# The request
Pull out each line of the rows below that contains the string "finger". Case counts.

— START Extracted entries —

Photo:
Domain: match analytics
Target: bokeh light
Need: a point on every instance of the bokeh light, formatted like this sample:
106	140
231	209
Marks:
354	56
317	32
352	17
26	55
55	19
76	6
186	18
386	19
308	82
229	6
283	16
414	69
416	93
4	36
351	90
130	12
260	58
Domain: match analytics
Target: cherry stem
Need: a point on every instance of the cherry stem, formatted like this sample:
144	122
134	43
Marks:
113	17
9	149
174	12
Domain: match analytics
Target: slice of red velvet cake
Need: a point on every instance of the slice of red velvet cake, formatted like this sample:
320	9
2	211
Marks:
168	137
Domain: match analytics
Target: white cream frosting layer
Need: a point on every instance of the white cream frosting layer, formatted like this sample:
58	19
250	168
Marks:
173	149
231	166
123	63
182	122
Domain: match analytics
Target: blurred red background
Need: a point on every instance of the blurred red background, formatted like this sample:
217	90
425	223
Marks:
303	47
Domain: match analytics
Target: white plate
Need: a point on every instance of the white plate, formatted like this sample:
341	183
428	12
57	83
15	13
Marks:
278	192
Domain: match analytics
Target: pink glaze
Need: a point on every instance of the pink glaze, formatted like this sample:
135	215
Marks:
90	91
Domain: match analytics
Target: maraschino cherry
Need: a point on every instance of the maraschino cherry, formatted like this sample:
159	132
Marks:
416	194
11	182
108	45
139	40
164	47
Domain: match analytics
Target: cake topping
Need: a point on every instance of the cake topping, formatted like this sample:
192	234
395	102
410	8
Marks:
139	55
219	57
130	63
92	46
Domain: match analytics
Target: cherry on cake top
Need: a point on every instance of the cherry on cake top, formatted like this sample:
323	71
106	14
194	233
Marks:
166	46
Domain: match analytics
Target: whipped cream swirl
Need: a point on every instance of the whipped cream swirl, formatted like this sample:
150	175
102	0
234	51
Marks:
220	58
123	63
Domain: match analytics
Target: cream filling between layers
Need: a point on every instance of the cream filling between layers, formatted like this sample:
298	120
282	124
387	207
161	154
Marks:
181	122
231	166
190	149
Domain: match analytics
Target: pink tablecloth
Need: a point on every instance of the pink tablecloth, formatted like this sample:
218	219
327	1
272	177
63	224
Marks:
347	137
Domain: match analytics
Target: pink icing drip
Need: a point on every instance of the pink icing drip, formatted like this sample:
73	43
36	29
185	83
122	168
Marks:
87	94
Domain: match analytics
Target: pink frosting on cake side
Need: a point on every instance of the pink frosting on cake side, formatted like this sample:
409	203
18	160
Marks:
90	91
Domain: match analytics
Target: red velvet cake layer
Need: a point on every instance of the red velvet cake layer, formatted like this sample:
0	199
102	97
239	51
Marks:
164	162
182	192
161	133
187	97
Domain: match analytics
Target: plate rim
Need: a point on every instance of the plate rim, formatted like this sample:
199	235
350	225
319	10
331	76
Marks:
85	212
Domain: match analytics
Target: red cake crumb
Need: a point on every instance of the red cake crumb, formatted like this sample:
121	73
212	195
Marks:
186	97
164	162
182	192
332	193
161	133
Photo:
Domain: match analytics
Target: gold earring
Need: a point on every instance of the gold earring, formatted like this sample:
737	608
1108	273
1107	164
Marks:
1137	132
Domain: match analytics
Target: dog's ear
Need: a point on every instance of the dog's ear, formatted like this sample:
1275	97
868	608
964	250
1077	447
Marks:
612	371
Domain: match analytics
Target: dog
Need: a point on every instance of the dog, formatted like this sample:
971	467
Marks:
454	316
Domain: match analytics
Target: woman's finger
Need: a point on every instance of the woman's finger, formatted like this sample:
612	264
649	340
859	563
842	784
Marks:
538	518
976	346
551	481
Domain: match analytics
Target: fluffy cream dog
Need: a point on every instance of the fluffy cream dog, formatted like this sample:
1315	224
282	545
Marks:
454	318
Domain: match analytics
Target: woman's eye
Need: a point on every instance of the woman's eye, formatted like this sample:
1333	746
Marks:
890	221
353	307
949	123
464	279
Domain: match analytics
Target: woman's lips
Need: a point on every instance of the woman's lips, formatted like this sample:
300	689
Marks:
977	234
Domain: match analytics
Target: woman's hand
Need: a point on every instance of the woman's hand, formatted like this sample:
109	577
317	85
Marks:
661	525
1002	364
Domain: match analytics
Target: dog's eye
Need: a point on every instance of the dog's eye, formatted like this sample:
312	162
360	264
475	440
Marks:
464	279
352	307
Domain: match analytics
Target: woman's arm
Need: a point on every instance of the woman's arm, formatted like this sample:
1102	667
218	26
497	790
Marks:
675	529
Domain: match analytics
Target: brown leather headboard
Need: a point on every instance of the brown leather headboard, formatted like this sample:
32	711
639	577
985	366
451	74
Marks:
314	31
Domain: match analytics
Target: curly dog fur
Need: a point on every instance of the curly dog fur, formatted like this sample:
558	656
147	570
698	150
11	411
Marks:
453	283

— END Extracted entries —

# Solution for this problem
Target: woman's finger
Need: a point on every instance of the woman's finger, formatted like this sample:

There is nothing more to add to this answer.